◆ Stated exercise
In the records below, locate the line containing "the green grass", then output that line and all later lines exactly, through the last one.

◆ Excerpted records
----------------------------------------

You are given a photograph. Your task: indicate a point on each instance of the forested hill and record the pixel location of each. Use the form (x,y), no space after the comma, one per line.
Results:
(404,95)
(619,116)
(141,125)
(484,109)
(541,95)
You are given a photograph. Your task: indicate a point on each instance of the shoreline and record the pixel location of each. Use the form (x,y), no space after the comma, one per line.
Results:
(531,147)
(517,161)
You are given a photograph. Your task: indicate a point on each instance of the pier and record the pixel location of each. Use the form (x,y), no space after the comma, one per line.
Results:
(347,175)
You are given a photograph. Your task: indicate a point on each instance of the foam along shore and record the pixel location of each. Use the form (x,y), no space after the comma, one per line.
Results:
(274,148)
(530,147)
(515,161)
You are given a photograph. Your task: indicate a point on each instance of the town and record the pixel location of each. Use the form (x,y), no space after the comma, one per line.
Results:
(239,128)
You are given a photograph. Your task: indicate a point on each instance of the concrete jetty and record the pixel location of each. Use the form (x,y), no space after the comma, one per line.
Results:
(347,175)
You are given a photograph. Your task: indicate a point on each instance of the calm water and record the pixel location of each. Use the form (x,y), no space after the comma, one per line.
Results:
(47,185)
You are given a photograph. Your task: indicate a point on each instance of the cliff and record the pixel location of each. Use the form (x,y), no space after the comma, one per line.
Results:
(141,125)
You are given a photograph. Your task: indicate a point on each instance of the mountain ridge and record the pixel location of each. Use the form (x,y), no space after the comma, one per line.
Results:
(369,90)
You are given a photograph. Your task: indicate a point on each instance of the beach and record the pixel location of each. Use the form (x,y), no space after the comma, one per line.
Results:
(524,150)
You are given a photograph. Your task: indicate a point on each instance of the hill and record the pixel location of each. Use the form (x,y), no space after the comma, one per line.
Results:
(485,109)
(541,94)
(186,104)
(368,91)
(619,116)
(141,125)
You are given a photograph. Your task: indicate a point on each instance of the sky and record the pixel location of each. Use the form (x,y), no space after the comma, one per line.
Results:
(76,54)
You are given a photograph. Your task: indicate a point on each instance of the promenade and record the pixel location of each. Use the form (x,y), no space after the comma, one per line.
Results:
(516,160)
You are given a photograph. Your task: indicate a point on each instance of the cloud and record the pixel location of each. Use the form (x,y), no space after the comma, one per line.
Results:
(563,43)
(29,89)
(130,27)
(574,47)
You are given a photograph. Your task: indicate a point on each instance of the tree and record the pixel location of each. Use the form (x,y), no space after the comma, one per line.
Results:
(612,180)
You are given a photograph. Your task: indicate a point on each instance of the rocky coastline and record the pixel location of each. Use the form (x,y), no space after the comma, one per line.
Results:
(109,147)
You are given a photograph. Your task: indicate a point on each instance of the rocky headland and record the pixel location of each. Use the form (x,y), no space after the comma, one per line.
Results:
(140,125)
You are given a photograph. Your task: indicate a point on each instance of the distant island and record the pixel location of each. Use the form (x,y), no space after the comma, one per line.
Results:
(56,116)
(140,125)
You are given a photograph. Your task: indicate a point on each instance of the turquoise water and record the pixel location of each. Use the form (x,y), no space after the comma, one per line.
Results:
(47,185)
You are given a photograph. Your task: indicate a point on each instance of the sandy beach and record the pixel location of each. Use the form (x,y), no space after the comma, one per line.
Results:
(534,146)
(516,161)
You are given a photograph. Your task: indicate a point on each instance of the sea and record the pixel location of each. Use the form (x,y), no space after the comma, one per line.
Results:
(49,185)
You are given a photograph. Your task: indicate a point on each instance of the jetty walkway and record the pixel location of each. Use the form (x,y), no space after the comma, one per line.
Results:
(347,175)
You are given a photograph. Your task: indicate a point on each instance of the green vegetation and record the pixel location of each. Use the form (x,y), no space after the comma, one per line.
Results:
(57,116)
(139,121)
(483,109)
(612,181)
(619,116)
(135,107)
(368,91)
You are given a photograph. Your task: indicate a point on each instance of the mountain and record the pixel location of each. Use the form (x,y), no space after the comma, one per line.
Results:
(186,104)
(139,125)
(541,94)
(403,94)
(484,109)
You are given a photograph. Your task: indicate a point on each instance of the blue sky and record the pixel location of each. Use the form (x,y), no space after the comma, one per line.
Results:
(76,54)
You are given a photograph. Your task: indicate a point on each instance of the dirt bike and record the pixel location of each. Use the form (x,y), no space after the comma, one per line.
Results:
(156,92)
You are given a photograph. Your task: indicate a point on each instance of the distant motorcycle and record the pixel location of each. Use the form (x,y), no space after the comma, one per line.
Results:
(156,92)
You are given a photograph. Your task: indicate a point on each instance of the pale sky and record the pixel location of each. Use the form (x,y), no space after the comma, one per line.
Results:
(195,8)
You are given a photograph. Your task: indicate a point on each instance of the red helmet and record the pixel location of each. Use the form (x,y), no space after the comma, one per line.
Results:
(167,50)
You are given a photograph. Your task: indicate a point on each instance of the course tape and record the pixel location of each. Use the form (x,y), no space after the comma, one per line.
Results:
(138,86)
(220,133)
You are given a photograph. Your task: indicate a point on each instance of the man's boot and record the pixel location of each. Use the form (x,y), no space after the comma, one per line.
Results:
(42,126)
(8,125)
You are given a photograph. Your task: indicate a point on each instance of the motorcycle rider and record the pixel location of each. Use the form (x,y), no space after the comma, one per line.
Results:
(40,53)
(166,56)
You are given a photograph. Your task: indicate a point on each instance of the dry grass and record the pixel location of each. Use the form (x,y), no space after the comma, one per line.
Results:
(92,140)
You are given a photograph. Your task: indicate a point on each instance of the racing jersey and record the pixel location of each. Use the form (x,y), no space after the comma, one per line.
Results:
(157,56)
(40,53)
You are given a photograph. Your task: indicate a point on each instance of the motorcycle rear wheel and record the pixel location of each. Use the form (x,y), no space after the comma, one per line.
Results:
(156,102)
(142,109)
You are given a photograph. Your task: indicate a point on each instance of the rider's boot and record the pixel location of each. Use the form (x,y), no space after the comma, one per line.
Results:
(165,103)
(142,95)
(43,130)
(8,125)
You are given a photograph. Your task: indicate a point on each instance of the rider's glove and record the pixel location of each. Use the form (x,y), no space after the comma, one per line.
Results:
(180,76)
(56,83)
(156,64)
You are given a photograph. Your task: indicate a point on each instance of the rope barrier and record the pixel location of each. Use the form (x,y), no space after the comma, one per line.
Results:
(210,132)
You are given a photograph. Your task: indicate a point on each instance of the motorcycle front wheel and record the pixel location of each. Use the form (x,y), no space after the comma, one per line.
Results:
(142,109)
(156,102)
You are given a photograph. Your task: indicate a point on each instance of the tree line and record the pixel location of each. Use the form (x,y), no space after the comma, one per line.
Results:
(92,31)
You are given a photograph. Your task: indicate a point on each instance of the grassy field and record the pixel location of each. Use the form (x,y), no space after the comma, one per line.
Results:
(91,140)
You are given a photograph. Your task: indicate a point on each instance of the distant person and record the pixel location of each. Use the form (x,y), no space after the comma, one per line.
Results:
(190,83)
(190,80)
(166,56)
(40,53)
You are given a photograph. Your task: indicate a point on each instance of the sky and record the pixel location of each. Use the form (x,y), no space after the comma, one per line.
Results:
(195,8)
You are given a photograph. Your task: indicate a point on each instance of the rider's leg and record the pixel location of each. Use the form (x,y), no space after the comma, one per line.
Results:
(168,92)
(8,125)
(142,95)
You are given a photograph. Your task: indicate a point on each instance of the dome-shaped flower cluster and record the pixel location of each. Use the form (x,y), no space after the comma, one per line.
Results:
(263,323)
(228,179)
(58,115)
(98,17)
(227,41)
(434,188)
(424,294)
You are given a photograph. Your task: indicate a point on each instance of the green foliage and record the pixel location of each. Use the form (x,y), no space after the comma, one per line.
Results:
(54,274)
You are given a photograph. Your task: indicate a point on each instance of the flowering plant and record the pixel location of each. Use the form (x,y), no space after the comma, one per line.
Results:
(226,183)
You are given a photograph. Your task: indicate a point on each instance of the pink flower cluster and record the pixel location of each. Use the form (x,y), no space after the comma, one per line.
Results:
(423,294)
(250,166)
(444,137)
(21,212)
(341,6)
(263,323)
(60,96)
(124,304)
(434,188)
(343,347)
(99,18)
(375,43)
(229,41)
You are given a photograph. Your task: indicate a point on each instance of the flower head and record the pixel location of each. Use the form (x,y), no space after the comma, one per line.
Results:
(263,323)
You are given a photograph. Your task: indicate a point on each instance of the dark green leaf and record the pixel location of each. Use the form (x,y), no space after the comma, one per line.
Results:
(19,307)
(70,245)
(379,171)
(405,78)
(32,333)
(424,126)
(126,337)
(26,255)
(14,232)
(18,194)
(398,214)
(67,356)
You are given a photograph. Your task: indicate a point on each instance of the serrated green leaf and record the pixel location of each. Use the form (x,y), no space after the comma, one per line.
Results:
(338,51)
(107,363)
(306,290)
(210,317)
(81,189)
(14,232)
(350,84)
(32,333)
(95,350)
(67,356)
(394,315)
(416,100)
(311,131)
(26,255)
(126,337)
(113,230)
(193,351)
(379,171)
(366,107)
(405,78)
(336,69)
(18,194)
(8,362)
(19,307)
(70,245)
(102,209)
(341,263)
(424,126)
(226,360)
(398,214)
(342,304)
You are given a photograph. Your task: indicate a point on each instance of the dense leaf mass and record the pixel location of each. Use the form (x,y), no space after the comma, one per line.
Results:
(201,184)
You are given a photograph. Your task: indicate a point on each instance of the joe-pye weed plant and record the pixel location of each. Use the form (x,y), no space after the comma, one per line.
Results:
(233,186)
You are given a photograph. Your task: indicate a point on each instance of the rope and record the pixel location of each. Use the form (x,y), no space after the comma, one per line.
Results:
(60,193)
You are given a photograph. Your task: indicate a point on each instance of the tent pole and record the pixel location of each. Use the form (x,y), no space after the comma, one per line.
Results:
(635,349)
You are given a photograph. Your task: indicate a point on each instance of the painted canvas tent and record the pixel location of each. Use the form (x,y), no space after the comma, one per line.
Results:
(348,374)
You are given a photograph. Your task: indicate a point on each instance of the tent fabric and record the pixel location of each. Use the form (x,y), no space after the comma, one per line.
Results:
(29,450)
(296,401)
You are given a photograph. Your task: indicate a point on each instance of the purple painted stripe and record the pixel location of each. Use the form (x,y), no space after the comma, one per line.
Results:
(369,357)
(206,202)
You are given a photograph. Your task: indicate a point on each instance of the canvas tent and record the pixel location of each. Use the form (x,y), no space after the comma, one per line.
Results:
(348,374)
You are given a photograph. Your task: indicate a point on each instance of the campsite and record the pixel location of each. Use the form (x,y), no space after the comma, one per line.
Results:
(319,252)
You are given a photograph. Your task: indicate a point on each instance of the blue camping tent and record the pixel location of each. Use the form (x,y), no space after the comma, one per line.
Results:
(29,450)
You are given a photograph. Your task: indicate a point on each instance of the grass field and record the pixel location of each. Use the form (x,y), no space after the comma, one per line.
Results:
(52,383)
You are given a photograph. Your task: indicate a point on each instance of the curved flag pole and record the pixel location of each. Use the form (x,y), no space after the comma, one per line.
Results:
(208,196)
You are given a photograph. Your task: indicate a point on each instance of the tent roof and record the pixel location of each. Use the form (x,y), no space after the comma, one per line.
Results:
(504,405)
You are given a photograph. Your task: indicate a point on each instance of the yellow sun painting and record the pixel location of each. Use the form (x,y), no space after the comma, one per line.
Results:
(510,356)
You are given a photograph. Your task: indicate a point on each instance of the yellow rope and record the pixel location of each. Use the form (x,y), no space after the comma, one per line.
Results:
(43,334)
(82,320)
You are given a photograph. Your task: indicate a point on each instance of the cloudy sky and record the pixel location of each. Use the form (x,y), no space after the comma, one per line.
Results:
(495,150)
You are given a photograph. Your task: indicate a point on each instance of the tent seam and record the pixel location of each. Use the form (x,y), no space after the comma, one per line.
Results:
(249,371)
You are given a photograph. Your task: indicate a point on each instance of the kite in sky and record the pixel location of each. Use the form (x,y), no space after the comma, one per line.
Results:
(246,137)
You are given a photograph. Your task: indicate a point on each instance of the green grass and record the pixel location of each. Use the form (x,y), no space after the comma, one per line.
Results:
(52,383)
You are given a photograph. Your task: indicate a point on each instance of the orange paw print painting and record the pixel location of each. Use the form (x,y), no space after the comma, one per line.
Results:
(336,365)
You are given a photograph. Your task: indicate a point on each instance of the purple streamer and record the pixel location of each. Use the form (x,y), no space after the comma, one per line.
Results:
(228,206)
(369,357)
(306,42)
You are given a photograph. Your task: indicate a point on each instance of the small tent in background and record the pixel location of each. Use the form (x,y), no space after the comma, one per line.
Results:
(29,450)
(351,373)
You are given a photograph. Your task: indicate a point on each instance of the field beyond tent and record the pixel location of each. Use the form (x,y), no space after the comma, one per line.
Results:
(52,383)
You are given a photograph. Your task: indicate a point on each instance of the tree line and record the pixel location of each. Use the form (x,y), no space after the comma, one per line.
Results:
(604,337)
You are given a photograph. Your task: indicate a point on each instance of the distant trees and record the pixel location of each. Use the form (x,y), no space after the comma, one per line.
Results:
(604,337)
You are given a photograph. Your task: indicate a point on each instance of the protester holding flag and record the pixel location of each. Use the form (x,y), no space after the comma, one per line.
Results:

----------------------------------------

◆ Output below
You are given a photograph. Your task: indicate a point on each instance of the green grass and record the pixel location of each. Use the form (x,y), no space after the comma, one per line.
Results:
(52,383)
You are given a photograph. Your task: indicate a point on each instance of the orange paw print painting and record the pixel location of each. Use the form (x,y), no space after the comma, one per line.
Results:
(336,365)
You are given a photograph. Your task: indicate a point on each instance of the purple streamer and record the pixel location of each. Use the form (x,y), no space after the comma, one per line.
Results:
(228,206)
(369,357)
(306,42)
You are given a photograph. Your task: indicate a point on each instance of the small tent in background and record the pixel location of each. Use the form (x,y), no space after the comma, one per line.
Results:
(29,450)
(351,373)
You are given a photograph. Your task: indicate a point on each instance of the field beyond tent and record the pixel location of each. Use the form (x,y), no space after the comma, one per line.
Results:
(52,383)
You are given a photograph. Your task: indicate a point on each instance of the tree line and record the pixel location of each. Use the form (x,y), no space after the comma, one per line.
Results:
(604,337)
You are given a photograph. Your task: indicate a point on each instance of the distant trees and record the pixel location of each. Use the form (x,y), no space after the comma, one per line.
Results:
(604,337)
You are given a photograph. Your task: indicate a point on each instance of the protester holding flag and record the pixel location of each. Use the form (x,y), no space after the comma, one per line.
Results:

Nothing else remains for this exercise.